# Pasaje citado
>>>>

Ya
es casi un lugar común expresar que nuestro mundo es un mundo relativista,
donde hace falta redescubrir la verdad, a través de la colaboración entre razón
y fe, en un diálogo fecundo. Ese relativismo, según el propio papa emérito
Benedicto XVI, “es una postura cultural
que niega la existencia de verdades objetivas que están en la base de un orden
moral natural”. Hay, toda una gama de intensidades en los colores
relativistas como lo expresa Monseñor Mariano Fazio.
El Pontífice
emérito quiso direccionar su magisterio para derrotar el materialismo y dar un
verdadero testimonio del amor de Dios por el hombre mediante el anuncio
explícito del Evangelio, llevado con orgullo a todos los ámbitos de la
existencia cotidiana, junto con sus aportes doctrinales a partir de su
elevación a la Cátedra de Pedro.
Como es bien
sabido, Ratzinger es un gran teólogo que subraya continuamente el papel que en
su obra desempeña la razón en el seno del cristianismo, en cuya esencia está el
reivindicar la dignidad de la razón humana. El Cardenal Ratzinger, antes de ser
Papa, presentó en 2004 una ponencia titulada “Lo que cohesiona el mundo. Las bases morales y prepolíticas del
Estado.”
Allí expresó
que la tarea concreta de la política es poner el poder bajo el escudo del
derecho y regular así su recto uso: “No
debe tener vigencia el derecho del más fuerte, sino más bien la fuerza del
derecho”. Francisco, por su parte, nos ha dicho que el poder
del Papa está en el servicio.

<<<<

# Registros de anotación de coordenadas

>>>>

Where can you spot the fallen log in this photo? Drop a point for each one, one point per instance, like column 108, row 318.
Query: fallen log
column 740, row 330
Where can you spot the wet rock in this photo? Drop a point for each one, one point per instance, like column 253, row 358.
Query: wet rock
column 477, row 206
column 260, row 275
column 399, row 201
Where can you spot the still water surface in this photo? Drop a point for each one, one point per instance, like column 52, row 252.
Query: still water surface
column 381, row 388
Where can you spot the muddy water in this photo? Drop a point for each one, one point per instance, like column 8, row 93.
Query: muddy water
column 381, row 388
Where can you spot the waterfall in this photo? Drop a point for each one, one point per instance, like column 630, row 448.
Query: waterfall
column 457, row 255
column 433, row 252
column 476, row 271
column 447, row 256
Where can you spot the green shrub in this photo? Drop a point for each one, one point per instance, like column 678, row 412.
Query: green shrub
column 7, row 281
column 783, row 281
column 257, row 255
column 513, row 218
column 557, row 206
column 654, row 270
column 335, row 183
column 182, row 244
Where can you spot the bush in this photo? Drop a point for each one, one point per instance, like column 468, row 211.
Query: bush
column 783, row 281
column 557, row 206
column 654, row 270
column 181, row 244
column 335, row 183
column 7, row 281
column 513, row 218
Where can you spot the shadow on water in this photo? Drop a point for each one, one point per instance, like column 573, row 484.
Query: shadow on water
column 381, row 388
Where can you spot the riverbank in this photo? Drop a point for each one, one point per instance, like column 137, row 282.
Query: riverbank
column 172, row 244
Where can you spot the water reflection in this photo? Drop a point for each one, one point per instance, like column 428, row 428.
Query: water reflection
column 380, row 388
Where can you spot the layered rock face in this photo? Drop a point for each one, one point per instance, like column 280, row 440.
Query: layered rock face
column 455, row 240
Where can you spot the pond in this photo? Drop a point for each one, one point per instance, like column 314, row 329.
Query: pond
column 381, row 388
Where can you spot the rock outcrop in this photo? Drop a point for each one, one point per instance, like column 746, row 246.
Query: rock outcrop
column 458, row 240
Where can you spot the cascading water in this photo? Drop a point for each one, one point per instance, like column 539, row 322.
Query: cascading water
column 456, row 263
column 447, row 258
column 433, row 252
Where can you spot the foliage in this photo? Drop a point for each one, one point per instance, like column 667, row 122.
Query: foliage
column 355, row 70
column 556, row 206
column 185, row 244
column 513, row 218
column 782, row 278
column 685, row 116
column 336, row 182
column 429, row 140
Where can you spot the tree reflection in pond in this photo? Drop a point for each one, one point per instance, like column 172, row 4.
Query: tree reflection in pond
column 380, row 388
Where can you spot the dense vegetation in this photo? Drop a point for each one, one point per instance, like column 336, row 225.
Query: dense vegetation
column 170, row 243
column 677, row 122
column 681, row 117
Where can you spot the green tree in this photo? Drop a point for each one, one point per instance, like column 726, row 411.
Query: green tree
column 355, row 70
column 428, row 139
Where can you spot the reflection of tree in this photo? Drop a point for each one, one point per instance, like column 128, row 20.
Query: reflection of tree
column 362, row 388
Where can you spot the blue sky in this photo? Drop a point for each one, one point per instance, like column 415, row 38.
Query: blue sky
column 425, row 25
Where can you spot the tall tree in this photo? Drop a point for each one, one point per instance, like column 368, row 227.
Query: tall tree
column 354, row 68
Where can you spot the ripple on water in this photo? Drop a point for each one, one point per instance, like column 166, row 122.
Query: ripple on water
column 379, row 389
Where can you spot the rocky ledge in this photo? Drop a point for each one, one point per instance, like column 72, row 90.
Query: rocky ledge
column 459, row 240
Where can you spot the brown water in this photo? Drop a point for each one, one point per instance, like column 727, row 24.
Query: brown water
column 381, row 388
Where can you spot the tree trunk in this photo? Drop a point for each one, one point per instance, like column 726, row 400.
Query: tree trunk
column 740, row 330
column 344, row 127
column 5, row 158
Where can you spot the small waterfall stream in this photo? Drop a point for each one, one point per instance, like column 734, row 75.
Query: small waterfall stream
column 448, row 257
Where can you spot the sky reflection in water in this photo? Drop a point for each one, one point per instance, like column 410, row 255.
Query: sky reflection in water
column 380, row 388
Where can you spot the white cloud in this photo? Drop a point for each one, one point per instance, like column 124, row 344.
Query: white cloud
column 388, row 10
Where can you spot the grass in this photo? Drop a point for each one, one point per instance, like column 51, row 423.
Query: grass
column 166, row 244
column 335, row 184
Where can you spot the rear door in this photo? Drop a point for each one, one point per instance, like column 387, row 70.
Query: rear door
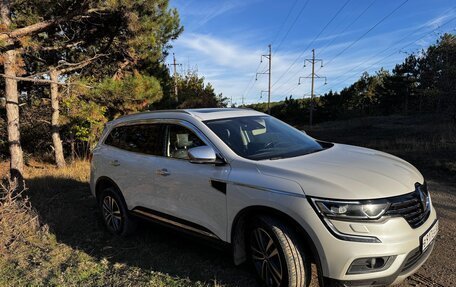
column 130, row 159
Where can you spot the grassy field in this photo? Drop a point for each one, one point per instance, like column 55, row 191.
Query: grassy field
column 61, row 241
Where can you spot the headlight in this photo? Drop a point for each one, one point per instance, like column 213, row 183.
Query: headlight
column 372, row 209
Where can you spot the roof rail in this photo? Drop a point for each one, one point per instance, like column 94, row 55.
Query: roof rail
column 154, row 112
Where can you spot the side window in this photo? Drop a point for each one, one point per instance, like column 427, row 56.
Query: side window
column 144, row 138
column 180, row 140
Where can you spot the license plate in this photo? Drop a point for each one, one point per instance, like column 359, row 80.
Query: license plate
column 429, row 236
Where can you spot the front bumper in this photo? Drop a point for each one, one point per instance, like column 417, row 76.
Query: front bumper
column 398, row 240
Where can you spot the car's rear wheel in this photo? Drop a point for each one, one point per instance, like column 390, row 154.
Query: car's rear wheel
column 276, row 254
column 115, row 213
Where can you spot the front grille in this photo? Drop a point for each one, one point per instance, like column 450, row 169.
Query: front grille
column 412, row 207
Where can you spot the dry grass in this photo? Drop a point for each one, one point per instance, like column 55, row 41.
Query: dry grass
column 56, row 238
column 425, row 141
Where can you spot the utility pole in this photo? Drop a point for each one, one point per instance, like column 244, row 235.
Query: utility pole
column 312, row 76
column 267, row 72
column 174, row 64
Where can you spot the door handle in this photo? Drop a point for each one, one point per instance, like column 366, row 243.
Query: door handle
column 163, row 172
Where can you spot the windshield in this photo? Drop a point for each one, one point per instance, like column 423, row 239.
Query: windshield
column 263, row 137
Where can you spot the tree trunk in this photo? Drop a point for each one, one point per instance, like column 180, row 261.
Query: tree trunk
column 12, row 114
column 56, row 141
column 12, row 102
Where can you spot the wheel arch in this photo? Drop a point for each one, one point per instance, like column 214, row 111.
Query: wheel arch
column 241, row 223
column 104, row 182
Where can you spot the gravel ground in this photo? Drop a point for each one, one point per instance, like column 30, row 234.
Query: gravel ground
column 440, row 268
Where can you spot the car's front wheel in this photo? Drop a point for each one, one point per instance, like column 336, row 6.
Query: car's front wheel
column 115, row 212
column 277, row 254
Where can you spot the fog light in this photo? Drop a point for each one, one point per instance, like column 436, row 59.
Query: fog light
column 370, row 264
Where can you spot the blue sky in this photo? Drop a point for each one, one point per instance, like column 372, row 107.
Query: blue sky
column 224, row 40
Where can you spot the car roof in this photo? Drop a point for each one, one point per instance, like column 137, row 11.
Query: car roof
column 201, row 114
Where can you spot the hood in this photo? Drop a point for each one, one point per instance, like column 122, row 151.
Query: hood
column 346, row 172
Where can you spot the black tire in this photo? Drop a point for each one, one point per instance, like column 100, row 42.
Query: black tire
column 276, row 254
column 114, row 212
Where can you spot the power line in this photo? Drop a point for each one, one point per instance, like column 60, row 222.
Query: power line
column 174, row 64
column 310, row 44
column 388, row 48
column 292, row 25
column 250, row 84
column 268, row 72
column 312, row 76
column 367, row 32
column 348, row 26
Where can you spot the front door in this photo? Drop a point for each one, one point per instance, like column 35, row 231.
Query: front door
column 189, row 191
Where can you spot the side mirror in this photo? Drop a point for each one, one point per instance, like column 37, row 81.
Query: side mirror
column 203, row 154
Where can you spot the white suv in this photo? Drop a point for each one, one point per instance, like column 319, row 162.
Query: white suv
column 282, row 199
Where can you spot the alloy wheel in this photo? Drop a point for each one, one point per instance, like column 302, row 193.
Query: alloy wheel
column 266, row 257
column 111, row 213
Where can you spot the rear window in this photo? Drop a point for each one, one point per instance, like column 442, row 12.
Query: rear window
column 144, row 138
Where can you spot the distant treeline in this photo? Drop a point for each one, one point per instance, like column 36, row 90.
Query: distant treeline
column 423, row 83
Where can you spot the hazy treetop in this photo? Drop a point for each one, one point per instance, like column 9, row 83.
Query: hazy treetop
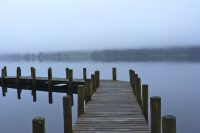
column 51, row 25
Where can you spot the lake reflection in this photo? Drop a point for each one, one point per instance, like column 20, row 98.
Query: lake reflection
column 176, row 83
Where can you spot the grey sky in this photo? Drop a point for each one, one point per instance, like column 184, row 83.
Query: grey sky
column 41, row 25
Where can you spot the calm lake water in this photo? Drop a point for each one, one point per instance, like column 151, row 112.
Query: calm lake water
column 177, row 83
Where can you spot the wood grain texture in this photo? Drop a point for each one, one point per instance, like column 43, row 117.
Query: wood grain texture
column 113, row 109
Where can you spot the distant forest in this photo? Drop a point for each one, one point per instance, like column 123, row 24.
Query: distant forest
column 178, row 54
column 175, row 54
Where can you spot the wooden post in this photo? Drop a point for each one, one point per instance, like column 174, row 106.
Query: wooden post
column 70, row 75
column 135, row 77
column 87, row 91
column 168, row 124
column 5, row 71
column 97, row 73
column 3, row 82
column 93, row 83
column 114, row 71
column 84, row 73
column 38, row 125
column 5, row 75
column 33, row 75
column 80, row 100
column 138, row 91
column 145, row 101
column 18, row 83
column 67, row 73
column 131, row 75
column 67, row 113
column 50, row 85
column 155, row 103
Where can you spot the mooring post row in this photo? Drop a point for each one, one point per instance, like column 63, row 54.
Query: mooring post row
column 38, row 125
column 155, row 104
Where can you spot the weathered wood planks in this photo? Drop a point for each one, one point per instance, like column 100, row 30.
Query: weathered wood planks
column 113, row 109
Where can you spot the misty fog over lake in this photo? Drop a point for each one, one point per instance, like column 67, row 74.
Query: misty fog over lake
column 176, row 83
column 158, row 39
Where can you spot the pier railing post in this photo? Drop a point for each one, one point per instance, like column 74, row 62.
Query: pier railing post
column 97, row 73
column 114, row 73
column 93, row 83
column 135, row 77
column 155, row 103
column 3, row 82
column 38, row 125
column 70, row 75
column 80, row 100
column 131, row 76
column 18, row 82
column 33, row 76
column 84, row 73
column 50, row 85
column 138, row 91
column 67, row 112
column 169, row 124
column 88, row 93
column 145, row 101
column 67, row 73
column 95, row 80
column 5, row 71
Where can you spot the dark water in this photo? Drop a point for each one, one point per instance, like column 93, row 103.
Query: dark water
column 177, row 83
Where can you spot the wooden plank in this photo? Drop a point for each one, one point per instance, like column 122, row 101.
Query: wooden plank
column 113, row 109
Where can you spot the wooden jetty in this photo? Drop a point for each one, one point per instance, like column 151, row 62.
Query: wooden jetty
column 113, row 108
column 104, row 106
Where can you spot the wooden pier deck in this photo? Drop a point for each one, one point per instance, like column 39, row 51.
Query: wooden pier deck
column 113, row 109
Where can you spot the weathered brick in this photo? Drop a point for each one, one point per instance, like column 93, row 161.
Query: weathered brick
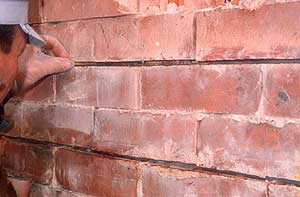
column 13, row 111
column 282, row 90
column 153, row 6
column 43, row 91
column 35, row 11
column 176, row 183
column 167, row 36
column 216, row 88
column 38, row 190
column 240, row 146
column 42, row 11
column 165, row 137
column 94, row 175
column 2, row 146
column 60, row 124
column 28, row 160
column 196, row 4
column 112, row 87
column 156, row 37
column 283, row 191
column 229, row 34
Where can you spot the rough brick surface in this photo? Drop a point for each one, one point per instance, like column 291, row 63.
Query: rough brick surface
column 13, row 111
column 167, row 182
column 166, row 137
column 283, row 191
column 282, row 90
column 109, row 87
column 192, row 4
column 240, row 146
column 43, row 91
column 59, row 124
column 228, row 34
column 226, row 89
column 38, row 190
column 93, row 175
column 35, row 11
column 34, row 161
column 79, row 9
column 156, row 37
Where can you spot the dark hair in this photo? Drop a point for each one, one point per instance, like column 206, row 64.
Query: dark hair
column 7, row 33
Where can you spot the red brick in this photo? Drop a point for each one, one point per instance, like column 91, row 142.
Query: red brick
column 2, row 146
column 113, row 87
column 229, row 34
column 156, row 37
column 38, row 190
column 217, row 88
column 94, row 175
column 28, row 160
column 79, row 9
column 60, row 124
column 43, row 91
column 35, row 11
column 13, row 111
column 167, row 36
column 282, row 90
column 171, row 182
column 283, row 191
column 258, row 149
column 153, row 5
column 196, row 4
column 165, row 137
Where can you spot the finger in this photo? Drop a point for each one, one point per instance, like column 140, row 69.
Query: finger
column 54, row 45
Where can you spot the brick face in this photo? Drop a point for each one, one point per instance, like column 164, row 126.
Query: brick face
column 167, row 182
column 258, row 149
column 282, row 90
column 224, row 89
column 43, row 91
column 79, row 9
column 108, row 87
column 59, row 124
column 28, row 160
column 283, row 191
column 166, row 137
column 148, row 38
column 93, row 175
column 229, row 34
column 38, row 190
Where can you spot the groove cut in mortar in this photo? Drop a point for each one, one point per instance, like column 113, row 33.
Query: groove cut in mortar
column 170, row 164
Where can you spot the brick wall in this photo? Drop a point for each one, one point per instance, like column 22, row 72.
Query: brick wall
column 202, row 101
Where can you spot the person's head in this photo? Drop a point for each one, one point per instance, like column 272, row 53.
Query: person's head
column 14, row 34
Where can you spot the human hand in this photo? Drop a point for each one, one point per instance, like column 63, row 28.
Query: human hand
column 36, row 63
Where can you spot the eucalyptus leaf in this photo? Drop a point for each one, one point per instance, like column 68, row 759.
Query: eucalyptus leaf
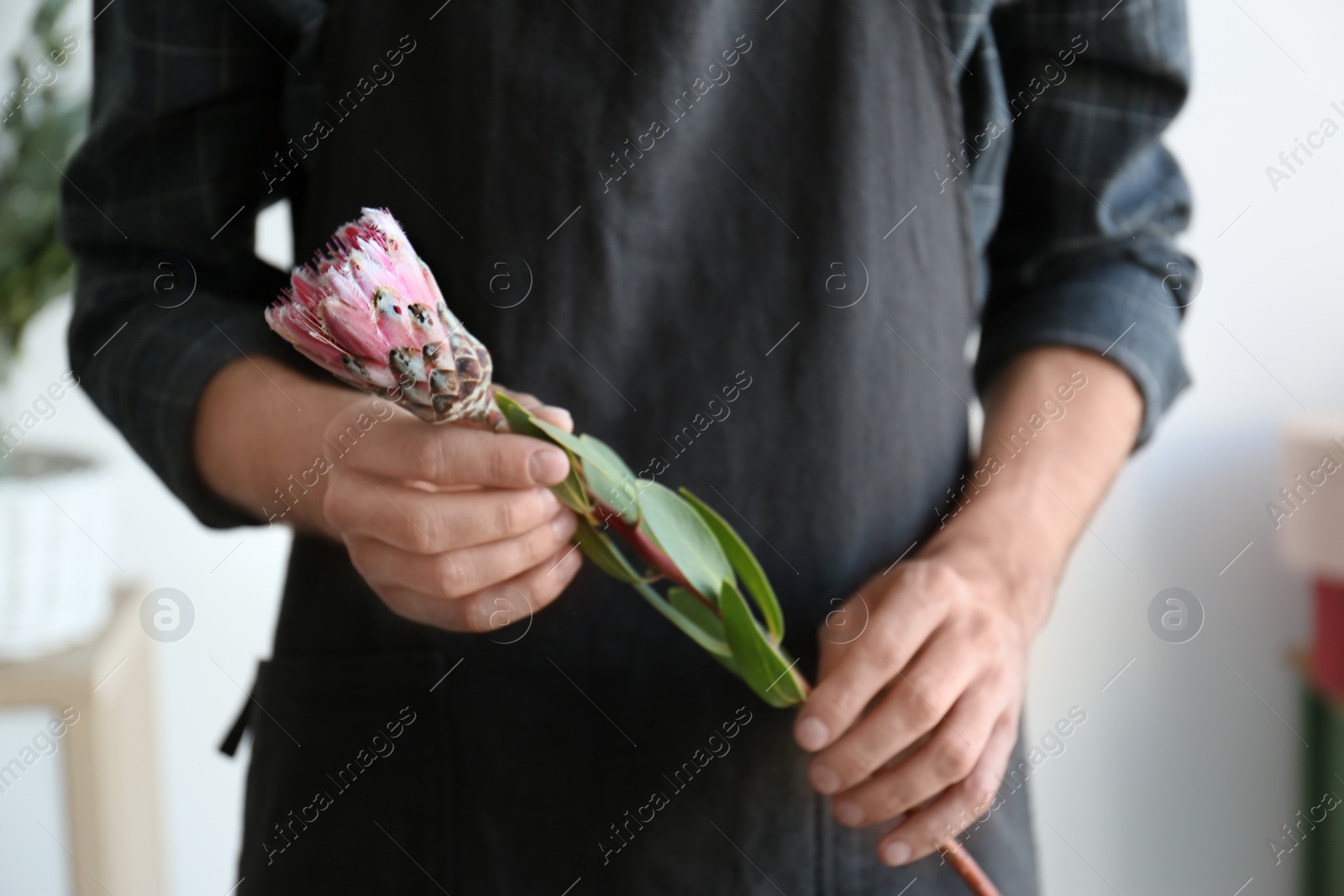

<<<<

# Qué harás
A) Enumera todas las citas entre comillas que aparecen en el texto sobre el relativismo.
B) Extrae del texto sobre el relativismo el fragmento que va desde "Allí expresó" hasta "en el servicio.".

# Resultados del ejercicio
A)
- "es una postura cultural que niega la existencia de verdades objetivas que están en la base de un orden moral natural"
- "Lo que cohesiona el mundo. Las bases morales y prepolíticas del Estado."
- "No debe tener vigencia el derecho del más fuerte, sino más bien la fuerza del derecho"

B)
Allí expresó
que la tarea concreta de la política es poner el poder bajo el escudo del
derecho y regular así su recto uso: “No
debe tener vigencia el derecho del más fuerte, sino más bien la fuerza del
derecho”. Francisco, por su parte, nos ha dicho que el poder
del Papa está en el servicio.